▶ [Stored records]:
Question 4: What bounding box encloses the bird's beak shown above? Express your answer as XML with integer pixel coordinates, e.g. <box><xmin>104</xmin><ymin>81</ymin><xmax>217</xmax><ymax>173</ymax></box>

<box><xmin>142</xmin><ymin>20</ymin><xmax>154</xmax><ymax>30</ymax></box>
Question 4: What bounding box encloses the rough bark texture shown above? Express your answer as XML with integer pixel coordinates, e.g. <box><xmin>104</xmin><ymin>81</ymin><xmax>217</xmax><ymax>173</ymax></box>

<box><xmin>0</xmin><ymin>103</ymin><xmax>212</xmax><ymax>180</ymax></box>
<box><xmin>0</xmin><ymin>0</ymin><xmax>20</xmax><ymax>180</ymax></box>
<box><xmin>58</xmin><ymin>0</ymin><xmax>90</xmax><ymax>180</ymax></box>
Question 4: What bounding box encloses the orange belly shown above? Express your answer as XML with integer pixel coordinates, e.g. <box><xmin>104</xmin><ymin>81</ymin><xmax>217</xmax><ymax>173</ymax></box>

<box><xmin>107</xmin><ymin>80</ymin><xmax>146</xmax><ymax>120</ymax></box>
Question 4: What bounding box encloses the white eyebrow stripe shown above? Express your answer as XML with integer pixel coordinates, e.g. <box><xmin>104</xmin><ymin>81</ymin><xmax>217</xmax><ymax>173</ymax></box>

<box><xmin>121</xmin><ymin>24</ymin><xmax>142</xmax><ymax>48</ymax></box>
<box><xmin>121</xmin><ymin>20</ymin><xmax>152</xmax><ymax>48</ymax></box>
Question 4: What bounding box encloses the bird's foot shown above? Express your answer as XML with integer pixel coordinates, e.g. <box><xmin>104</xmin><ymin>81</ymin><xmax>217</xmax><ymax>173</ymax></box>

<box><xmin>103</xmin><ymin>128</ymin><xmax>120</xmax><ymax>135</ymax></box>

▶ [Given task]: Rewrite all of the lines above so that every occurrence of "integer pixel coordinates" becomes "whole-number pixel coordinates", leaving everything else unchanged.

▶ [Finished exercise]:
Question 4: What bounding box encloses the bird's beak shown above? Express your answer as XML with whole-number pixel coordinates, e.g. <box><xmin>104</xmin><ymin>81</ymin><xmax>217</xmax><ymax>173</ymax></box>

<box><xmin>142</xmin><ymin>20</ymin><xmax>154</xmax><ymax>30</ymax></box>
Question 4: What bounding box encloses the rough bark texture shown above? Express your answer as XML with whole-number pixel coordinates, e.g. <box><xmin>104</xmin><ymin>81</ymin><xmax>217</xmax><ymax>173</ymax></box>

<box><xmin>0</xmin><ymin>103</ymin><xmax>212</xmax><ymax>180</ymax></box>
<box><xmin>0</xmin><ymin>0</ymin><xmax>20</xmax><ymax>180</ymax></box>
<box><xmin>58</xmin><ymin>0</ymin><xmax>90</xmax><ymax>180</ymax></box>
Question 4: What bounding box encloses the orange belly shown above? Express your answer as XML with whole-number pixel coordinates, e.g. <box><xmin>104</xmin><ymin>81</ymin><xmax>217</xmax><ymax>173</ymax></box>

<box><xmin>107</xmin><ymin>80</ymin><xmax>146</xmax><ymax>120</ymax></box>
Question 4: What bounding box encloses the white eyebrow stripe shown above? Express your answer as XML with whole-number pixel coordinates, e.g. <box><xmin>104</xmin><ymin>81</ymin><xmax>217</xmax><ymax>173</ymax></box>

<box><xmin>121</xmin><ymin>24</ymin><xmax>142</xmax><ymax>48</ymax></box>
<box><xmin>121</xmin><ymin>20</ymin><xmax>152</xmax><ymax>48</ymax></box>
Question 4: What bounding box encloses the bird's foot shown above? Express your answer as XML with whole-number pixel coordinates, e.g. <box><xmin>104</xmin><ymin>81</ymin><xmax>217</xmax><ymax>173</ymax></box>

<box><xmin>103</xmin><ymin>128</ymin><xmax>120</xmax><ymax>135</ymax></box>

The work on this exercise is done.